Jesus and Greek Philosophy
Your question is worthy; It makes me nervous to venture a reply, but I will try.
I take your point that invoking a single creator is to locate the source of evil within the creation. One big difference between the story of Genesis and Timaeus is that the Creator and Man have a direct interaction with each other that changes over time in the first story while the Craftsman of the Timaeus brings all the components of the world into the realm of Becoming and that structure does not change even though our experience within it does.
There is a myth of the age of man's innocence in Plato's Statesman. It consits of the Pilot reversing the motion of the entire cosmos when disorder threatened its existence. Time and growth go backwards in the repair sessions. Once the place is reset, time runs forward again, and the Pilot lets go of the tiller. Our age is described as such:
For men, deprived of the care of the deity who had possessed and tended us, since most of the beasts who were by nature unfriendly had grown fierce, and they themselves were feeble and unprotected, were ravaged by the beasts [274c] and were in the first ages still without resources or skill; the food which had formerly offered itself freely had failed them, and they did not yet know how to provide for themselves, because no necessity had hitherto compelled them. On all these accounts they were in great straits; and that is the reason why the gifts of the gods that are told of in the old traditions were given us with the needful information and instruction,—fire by Prometheus, the arts by Hephaestus and the goddess who is his fellow-artisan, seeds and plants by other deities.1 [274d] And from these has arisen all that constitutes human life, since, as I said a moment ago, the care of the gods had failed men and they had to direct their own lives and take care of themselves, like the whole universe, which we imitate and follow through all time, being born and living now in our present manner and in that other epoch in the other manner. — Plato, Statesman, 274b, translated by Fowler
To see our condition in that way is sharply different from the story of our relation to a Creator who can spare us from evil if he wills it. We are given the choice to follow the way of the righteous and that is the possibility of our happiness as expressed in Psalm 1. But we need more help than that to overcome what confronts us. It is in that register I hear Paul saying that he needs help in his struggle with sin. The Creator as a participant in our person.
I could say more but figure I shouldn't bring too many points forward at a time.

------------------------

- REQUIRED ACTIONS:
(a) In the text on Jesus and Greek philosophy, what does the Pilot in Plato's Statesman do when disorder threatens the existence of the cosmos?
(b) Return the part of the text on Jesus and Greek philosophy starting at "Jesus and Greek" and ending at "within it does.".

[Natural language descriptions of regions]
------------------------

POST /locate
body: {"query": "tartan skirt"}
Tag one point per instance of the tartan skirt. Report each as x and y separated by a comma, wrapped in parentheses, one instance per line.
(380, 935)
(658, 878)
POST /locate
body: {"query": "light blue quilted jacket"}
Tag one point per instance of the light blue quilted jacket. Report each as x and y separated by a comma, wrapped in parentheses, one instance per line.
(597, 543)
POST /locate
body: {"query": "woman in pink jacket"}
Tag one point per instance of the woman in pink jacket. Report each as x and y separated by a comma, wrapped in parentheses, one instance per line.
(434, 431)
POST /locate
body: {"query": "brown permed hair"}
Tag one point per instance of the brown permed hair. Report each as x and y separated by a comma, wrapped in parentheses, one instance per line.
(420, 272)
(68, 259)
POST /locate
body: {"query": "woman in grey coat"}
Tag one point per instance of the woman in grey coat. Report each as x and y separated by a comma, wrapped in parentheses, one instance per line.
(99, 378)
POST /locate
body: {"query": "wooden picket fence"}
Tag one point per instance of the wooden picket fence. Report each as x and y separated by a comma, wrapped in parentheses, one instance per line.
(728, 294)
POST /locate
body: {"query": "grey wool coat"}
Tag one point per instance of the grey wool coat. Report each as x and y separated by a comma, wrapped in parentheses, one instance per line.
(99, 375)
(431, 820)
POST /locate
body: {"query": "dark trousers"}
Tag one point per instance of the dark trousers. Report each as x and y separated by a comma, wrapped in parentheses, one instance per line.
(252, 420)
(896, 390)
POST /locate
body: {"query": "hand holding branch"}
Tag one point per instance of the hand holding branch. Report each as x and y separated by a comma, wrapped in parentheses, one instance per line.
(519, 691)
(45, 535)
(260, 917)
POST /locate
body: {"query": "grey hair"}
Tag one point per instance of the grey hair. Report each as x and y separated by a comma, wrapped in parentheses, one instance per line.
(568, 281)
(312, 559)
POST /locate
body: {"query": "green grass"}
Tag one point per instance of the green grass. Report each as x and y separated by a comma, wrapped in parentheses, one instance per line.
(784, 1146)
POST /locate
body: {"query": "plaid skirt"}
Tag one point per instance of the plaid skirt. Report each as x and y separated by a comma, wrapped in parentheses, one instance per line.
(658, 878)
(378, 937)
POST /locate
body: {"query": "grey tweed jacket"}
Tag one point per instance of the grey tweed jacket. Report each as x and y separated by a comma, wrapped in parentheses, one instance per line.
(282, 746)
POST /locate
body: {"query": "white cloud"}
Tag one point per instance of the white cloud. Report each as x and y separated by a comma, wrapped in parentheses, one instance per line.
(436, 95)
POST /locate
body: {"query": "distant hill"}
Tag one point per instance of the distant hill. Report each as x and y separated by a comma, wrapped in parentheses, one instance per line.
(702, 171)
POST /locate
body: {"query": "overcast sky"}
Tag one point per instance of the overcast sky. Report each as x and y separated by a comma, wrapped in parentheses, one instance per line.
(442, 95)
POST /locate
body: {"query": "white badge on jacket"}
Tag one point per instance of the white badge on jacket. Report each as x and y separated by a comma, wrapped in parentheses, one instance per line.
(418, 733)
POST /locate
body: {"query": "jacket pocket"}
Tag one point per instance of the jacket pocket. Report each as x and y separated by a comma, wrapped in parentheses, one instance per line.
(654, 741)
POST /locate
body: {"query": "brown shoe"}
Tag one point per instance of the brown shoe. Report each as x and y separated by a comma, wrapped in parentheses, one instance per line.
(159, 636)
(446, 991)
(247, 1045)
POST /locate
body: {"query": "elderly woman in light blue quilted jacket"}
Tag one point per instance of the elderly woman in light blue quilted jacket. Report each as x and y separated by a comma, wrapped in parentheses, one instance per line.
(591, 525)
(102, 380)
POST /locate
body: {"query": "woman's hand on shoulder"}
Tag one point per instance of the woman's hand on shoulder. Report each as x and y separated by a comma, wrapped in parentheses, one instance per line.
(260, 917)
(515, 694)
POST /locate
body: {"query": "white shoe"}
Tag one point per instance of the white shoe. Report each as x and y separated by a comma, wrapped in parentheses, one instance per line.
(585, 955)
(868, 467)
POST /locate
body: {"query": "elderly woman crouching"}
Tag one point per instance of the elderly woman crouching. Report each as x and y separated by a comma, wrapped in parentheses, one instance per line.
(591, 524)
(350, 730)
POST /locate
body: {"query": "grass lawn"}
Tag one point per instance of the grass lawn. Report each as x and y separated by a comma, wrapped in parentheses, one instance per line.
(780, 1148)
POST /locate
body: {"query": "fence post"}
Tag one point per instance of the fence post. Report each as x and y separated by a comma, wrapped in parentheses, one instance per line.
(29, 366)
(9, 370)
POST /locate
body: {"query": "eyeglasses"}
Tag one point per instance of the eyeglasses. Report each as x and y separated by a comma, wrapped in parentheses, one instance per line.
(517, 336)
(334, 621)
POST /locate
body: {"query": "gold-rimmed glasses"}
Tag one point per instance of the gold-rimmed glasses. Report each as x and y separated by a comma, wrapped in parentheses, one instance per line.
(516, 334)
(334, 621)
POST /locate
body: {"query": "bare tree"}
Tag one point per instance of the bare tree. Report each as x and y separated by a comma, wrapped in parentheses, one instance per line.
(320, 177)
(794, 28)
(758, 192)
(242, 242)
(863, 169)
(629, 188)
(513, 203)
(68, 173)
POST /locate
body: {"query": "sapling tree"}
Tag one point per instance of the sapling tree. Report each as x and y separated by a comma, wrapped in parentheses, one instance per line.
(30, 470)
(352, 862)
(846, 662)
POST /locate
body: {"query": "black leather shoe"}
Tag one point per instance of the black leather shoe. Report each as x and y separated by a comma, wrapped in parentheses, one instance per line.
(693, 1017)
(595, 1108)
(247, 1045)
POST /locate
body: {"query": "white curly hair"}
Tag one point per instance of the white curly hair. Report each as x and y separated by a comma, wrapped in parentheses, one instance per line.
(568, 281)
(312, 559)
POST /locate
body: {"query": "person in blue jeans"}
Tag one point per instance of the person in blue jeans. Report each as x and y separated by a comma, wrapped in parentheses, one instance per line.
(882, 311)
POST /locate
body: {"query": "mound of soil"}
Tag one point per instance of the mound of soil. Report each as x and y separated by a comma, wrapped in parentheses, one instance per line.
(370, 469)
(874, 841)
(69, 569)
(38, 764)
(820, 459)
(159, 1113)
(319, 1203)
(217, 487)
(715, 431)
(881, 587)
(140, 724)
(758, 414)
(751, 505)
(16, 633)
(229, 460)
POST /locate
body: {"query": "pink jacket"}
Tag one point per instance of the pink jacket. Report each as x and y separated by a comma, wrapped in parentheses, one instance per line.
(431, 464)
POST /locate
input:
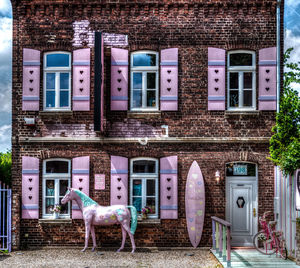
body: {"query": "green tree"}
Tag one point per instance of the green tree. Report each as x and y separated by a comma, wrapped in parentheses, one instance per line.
(5, 167)
(285, 142)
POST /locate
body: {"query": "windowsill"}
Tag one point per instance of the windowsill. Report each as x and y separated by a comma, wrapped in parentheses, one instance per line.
(55, 221)
(143, 114)
(149, 221)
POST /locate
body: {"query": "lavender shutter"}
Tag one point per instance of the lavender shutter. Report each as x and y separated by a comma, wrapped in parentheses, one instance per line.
(81, 79)
(267, 79)
(119, 180)
(168, 188)
(80, 180)
(169, 79)
(30, 187)
(119, 80)
(216, 79)
(31, 80)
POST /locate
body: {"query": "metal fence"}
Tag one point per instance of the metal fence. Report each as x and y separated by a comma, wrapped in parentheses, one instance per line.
(5, 217)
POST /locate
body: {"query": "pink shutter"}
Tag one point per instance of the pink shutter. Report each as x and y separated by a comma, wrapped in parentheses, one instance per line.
(80, 180)
(169, 79)
(119, 180)
(119, 80)
(31, 80)
(30, 187)
(81, 79)
(168, 188)
(267, 79)
(216, 79)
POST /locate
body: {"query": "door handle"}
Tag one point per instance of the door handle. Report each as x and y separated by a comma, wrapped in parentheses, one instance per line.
(254, 212)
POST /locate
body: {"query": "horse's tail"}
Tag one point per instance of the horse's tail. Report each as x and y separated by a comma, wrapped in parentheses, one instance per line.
(133, 219)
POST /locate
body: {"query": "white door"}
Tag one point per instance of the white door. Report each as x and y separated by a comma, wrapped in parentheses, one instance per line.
(241, 209)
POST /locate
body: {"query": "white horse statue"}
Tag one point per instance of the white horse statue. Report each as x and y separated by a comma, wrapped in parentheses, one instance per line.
(94, 214)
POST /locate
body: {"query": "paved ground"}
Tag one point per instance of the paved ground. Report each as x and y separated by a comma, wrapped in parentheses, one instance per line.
(201, 258)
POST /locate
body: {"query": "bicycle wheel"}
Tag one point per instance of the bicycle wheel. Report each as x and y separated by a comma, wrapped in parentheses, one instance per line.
(263, 246)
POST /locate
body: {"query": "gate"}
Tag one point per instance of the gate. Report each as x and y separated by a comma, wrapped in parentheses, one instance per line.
(5, 217)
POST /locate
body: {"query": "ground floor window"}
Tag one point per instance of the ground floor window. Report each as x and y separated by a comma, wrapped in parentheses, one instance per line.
(56, 180)
(144, 185)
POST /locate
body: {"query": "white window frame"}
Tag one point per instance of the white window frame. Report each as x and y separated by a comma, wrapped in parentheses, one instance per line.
(241, 70)
(57, 71)
(144, 70)
(144, 177)
(56, 177)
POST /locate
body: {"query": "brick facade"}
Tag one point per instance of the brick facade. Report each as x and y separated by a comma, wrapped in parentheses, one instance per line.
(150, 25)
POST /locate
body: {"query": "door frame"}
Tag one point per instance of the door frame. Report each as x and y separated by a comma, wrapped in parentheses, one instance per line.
(245, 179)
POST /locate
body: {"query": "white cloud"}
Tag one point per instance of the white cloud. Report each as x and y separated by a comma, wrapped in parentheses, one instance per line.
(5, 138)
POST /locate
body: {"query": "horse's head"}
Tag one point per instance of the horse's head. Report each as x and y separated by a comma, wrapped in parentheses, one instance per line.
(68, 197)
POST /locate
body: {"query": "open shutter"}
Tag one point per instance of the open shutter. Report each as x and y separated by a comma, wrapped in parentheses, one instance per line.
(168, 188)
(169, 79)
(216, 79)
(119, 180)
(81, 79)
(31, 80)
(80, 180)
(30, 187)
(119, 79)
(267, 79)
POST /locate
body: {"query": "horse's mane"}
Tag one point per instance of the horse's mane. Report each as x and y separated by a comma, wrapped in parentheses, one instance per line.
(86, 201)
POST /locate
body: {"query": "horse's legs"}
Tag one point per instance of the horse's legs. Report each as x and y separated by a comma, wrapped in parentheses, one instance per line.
(127, 228)
(123, 238)
(93, 237)
(87, 235)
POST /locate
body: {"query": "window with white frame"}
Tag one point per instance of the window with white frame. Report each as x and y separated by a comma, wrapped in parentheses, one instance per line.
(57, 81)
(144, 81)
(56, 180)
(144, 184)
(241, 80)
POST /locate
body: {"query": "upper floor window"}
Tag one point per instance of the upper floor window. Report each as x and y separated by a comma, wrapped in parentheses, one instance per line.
(241, 80)
(57, 81)
(144, 185)
(56, 180)
(144, 81)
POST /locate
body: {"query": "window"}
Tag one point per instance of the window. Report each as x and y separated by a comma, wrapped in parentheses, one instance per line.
(144, 185)
(144, 81)
(56, 180)
(241, 80)
(57, 81)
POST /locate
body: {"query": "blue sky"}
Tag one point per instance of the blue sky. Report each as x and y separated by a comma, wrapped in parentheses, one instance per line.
(292, 39)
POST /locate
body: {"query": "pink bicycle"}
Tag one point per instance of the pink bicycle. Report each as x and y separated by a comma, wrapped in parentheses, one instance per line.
(268, 240)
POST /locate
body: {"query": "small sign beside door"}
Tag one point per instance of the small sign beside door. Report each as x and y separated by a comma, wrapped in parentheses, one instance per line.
(99, 181)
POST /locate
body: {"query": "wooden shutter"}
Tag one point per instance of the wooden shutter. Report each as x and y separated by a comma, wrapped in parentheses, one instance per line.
(119, 180)
(81, 79)
(30, 187)
(267, 79)
(80, 180)
(216, 79)
(169, 79)
(119, 80)
(168, 188)
(31, 80)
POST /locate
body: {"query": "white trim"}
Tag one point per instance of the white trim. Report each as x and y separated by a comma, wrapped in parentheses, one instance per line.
(144, 177)
(144, 70)
(241, 70)
(57, 71)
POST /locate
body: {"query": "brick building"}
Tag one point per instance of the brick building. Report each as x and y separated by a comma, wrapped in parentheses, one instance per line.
(137, 91)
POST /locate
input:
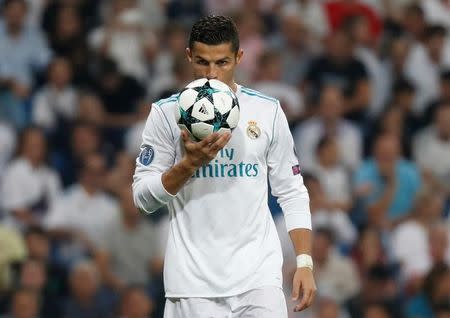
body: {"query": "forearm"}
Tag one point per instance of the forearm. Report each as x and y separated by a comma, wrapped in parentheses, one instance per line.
(301, 239)
(177, 176)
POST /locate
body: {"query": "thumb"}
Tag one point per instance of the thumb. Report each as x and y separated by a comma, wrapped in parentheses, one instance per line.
(295, 289)
(184, 135)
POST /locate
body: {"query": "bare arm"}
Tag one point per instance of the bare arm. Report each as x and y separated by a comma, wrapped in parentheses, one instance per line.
(303, 277)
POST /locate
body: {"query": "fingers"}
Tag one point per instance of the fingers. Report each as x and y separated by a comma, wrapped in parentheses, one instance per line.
(210, 139)
(306, 300)
(296, 285)
(220, 142)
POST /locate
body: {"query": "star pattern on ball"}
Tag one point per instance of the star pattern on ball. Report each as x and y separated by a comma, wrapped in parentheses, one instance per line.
(219, 121)
(206, 91)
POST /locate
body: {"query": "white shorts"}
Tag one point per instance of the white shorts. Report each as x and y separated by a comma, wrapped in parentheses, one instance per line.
(264, 302)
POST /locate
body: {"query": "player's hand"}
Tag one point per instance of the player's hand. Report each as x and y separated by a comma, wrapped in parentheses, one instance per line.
(202, 152)
(305, 286)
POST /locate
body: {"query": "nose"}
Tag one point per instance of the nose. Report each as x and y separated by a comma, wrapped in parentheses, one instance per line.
(212, 72)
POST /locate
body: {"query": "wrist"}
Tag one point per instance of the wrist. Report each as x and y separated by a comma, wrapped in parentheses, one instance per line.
(305, 261)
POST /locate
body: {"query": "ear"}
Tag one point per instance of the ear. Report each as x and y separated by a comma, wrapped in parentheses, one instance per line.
(239, 55)
(189, 54)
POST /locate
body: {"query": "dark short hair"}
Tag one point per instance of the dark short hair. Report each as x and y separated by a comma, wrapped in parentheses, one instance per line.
(36, 230)
(403, 85)
(435, 30)
(215, 30)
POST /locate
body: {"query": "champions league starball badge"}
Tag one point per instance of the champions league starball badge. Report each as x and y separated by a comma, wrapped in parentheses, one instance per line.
(253, 130)
(146, 156)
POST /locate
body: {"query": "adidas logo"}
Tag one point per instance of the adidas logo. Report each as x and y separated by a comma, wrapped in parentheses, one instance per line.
(203, 110)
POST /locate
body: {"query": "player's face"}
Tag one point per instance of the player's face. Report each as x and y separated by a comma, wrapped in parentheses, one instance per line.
(214, 61)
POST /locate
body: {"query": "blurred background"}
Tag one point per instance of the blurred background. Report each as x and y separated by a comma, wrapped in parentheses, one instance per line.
(366, 89)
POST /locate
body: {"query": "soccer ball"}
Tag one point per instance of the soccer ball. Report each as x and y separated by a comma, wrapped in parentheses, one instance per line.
(207, 106)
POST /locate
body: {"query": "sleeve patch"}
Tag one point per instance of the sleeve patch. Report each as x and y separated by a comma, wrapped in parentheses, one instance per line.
(147, 154)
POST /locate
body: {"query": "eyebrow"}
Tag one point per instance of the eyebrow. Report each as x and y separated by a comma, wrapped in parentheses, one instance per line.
(226, 58)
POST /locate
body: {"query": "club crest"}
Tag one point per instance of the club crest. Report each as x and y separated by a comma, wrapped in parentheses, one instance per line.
(147, 154)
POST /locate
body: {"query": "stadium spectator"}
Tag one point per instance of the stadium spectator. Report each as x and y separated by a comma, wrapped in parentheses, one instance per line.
(376, 311)
(328, 121)
(269, 81)
(7, 145)
(33, 276)
(336, 274)
(85, 139)
(410, 239)
(291, 43)
(325, 214)
(24, 304)
(135, 303)
(435, 291)
(67, 37)
(55, 104)
(387, 184)
(432, 150)
(83, 213)
(29, 185)
(333, 176)
(13, 251)
(424, 64)
(121, 266)
(338, 66)
(23, 52)
(85, 298)
(338, 10)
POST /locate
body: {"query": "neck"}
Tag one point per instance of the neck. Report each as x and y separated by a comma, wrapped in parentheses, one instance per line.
(233, 86)
(130, 223)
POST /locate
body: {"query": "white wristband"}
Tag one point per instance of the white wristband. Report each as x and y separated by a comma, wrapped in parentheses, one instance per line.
(304, 260)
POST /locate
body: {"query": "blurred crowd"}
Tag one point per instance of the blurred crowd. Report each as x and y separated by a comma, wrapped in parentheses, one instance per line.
(365, 86)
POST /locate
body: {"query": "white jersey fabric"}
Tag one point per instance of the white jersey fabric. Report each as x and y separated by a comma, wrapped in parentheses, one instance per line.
(222, 238)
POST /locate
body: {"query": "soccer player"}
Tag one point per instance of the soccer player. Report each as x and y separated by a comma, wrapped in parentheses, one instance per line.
(223, 256)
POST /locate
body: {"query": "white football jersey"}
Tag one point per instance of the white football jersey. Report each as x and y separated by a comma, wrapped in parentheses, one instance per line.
(222, 238)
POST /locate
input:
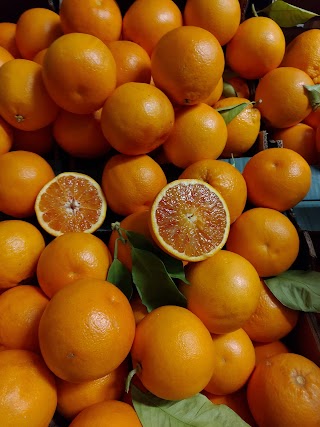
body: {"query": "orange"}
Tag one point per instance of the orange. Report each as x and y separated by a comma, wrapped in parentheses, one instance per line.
(187, 64)
(80, 135)
(282, 98)
(285, 391)
(5, 56)
(20, 311)
(225, 178)
(72, 256)
(199, 133)
(172, 353)
(265, 350)
(266, 238)
(234, 361)
(71, 201)
(36, 29)
(8, 38)
(220, 17)
(300, 138)
(224, 291)
(130, 183)
(86, 330)
(132, 61)
(101, 19)
(257, 47)
(6, 136)
(137, 118)
(22, 175)
(24, 101)
(21, 244)
(28, 395)
(243, 129)
(272, 320)
(113, 412)
(79, 72)
(38, 141)
(137, 222)
(277, 178)
(73, 398)
(303, 53)
(198, 224)
(146, 21)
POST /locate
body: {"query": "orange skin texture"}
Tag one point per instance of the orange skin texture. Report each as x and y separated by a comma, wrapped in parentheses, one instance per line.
(21, 246)
(222, 308)
(130, 183)
(22, 176)
(101, 19)
(145, 22)
(114, 412)
(22, 305)
(277, 178)
(73, 398)
(184, 365)
(242, 130)
(224, 178)
(199, 132)
(266, 238)
(69, 257)
(79, 72)
(234, 359)
(8, 38)
(25, 103)
(137, 118)
(31, 387)
(288, 105)
(303, 53)
(272, 320)
(300, 138)
(80, 135)
(257, 47)
(36, 29)
(220, 17)
(86, 330)
(187, 64)
(285, 391)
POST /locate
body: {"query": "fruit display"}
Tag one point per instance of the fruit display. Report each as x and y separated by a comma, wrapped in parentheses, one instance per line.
(159, 213)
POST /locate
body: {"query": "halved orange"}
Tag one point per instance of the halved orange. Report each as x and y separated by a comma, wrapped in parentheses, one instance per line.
(189, 220)
(71, 201)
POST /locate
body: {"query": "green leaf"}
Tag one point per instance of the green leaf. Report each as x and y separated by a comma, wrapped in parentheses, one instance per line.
(120, 276)
(286, 14)
(313, 93)
(297, 289)
(154, 285)
(197, 411)
(229, 113)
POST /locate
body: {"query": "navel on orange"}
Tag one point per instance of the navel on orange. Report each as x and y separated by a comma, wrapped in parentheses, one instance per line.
(71, 202)
(198, 222)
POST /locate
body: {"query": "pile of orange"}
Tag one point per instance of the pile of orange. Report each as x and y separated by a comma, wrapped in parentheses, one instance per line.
(154, 104)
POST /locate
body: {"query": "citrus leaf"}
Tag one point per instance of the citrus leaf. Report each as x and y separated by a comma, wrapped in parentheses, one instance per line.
(120, 276)
(196, 411)
(313, 93)
(173, 266)
(297, 289)
(287, 15)
(154, 285)
(229, 113)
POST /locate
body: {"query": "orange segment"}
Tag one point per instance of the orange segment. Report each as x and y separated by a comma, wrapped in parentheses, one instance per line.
(71, 202)
(190, 220)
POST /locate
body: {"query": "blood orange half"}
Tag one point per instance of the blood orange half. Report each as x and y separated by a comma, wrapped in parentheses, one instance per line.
(190, 220)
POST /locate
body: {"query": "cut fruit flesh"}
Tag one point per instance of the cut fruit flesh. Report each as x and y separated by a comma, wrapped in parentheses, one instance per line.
(190, 220)
(71, 202)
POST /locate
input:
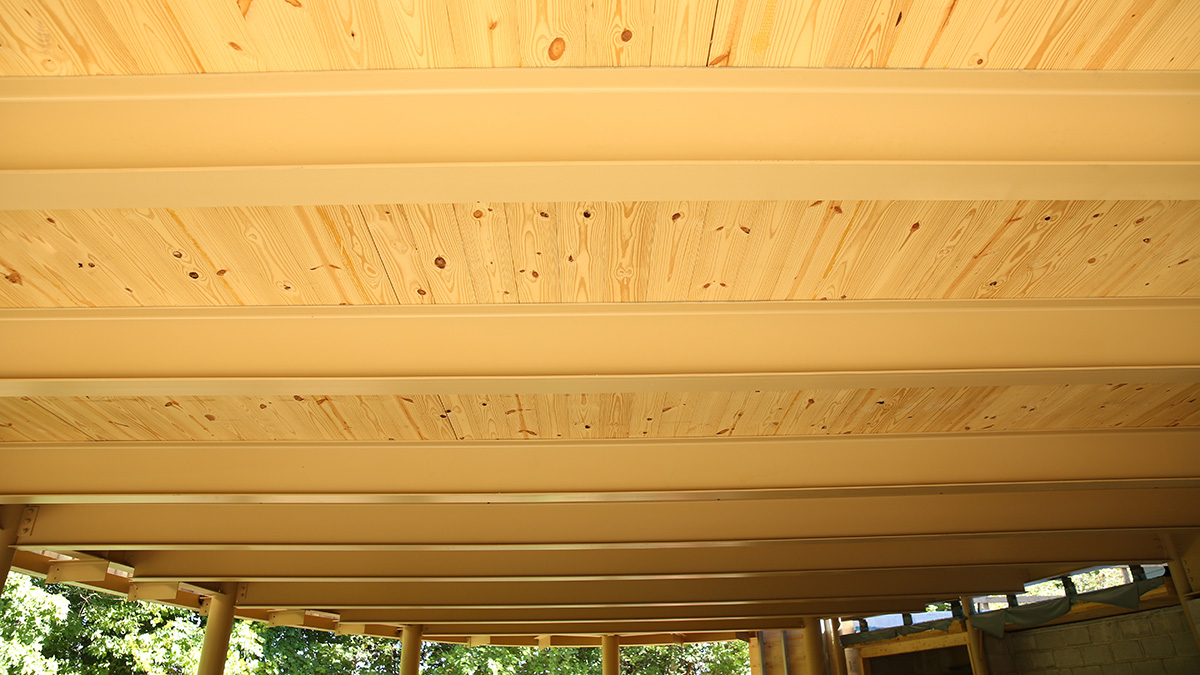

------------------------

- TASK-BY-TASK ANSWERS:
(a) The Pilot reverses the motion of the entire cosmos.

(b)
Jesus and Greek Philosophy
Your question is worthy; It makes me nervous to venture a reply, but I will try.
I take your point that invoking a single creator is to locate the source of evil within the creation. One big difference between the story of Genesis and Timaeus is that the Creator and Man have a direct interaction with each other that changes over time in the first story while the Craftsman of the Timaeus brings all the components of the world into the realm of Becoming and that structure does not change even though our experience within it does.